● **What the task requires**
Output each entry exactly; skip nothing.

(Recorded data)
'''
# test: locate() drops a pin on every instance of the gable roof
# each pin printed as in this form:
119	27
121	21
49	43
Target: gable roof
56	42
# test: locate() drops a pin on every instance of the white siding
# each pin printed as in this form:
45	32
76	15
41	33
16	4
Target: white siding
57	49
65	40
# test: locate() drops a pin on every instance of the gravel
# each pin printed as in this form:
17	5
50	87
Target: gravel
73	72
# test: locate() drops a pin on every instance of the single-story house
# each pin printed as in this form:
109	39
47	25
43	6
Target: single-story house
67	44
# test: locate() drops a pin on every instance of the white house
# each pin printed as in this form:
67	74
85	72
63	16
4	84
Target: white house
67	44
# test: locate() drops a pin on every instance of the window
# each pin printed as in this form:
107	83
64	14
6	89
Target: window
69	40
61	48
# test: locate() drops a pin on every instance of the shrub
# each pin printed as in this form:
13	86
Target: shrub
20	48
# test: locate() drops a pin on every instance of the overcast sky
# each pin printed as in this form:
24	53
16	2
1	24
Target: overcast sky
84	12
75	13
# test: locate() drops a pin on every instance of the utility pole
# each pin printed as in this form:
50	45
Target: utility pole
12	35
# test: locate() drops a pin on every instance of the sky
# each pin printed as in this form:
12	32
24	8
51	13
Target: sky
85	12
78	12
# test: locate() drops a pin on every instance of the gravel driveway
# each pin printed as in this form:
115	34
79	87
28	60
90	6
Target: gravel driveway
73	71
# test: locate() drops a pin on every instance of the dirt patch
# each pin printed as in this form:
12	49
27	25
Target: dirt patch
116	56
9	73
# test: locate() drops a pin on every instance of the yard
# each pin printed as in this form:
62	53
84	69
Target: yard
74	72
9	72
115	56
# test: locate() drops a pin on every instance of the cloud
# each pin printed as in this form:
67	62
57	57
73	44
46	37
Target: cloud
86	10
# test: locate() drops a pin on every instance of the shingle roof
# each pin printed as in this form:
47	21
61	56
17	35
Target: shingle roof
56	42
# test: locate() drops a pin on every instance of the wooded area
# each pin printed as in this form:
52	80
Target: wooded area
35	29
'''
● **Result for this task**
# test: locate() drops a pin on every instance of the gable roof
# each pin printed as in this form:
119	27
121	21
49	43
Target: gable roof
56	42
# test: locate() drops a pin on every instance of the white siding
# each pin printed as in this form:
45	32
76	15
41	33
16	4
Target: white siding
57	49
65	40
# test: locate() drops a pin on every instance of the gravel
# each pin printed as in this form:
17	5
50	87
Target: gravel
73	72
# test: locate() drops a pin on every instance of the single-story house
# each pin printed as in this form:
109	39
47	25
43	6
Target: single-story house
67	44
# test: locate() drops a pin on every instance of the white house
# each pin printed as in this form:
67	74
85	72
63	16
4	84
Target: white house
67	44
# test: locate() drops a pin on every instance of the window
# each pin printed as in this form:
107	83
64	14
6	89
Target: window
69	40
61	48
# test: locate() drops a pin on every instance of the shrub
# each pin printed as in this form:
13	86
Target: shrub
20	48
# test: locate() drops a pin on every instance of the overcast sky
# each pin printed as in this form:
24	53
16	2
1	24
Target: overcast sky
84	12
75	13
# test: locate() drops a pin on every instance of the utility pole
# each pin printed as in this form:
50	45
Target: utility pole
12	35
# test: locate() drops a pin on every instance of the sky
# each pin printed as in this form:
12	32
24	8
51	13
Target: sky
85	12
78	12
# test: locate() drops a pin on every instance of the gravel driveway
# each pin printed as in this form:
115	34
79	87
28	60
90	6
Target: gravel driveway
73	71
# test: locate() drops a pin on every instance of the dirt patch
# each pin printed as in this form:
12	49
27	25
Target: dirt patch
116	56
9	73
# test: locate() drops a pin on every instance of the yard
# each pin printed as in this form:
62	53
84	69
Target: yard
74	72
9	72
115	56
# test: locate() drops a pin on every instance of the cloud
# each pin printed as in this form:
67	62
57	57
73	44
46	37
Target: cloud
86	10
# test: locate() drops a pin on every instance of the shingle roof
# each pin printed as in this form:
47	21
61	56
17	35
Target: shingle roof
56	42
# test: locate() drops a pin on every instance of the wooded area
# each pin printed as in this form:
52	80
Target: wooded area
35	29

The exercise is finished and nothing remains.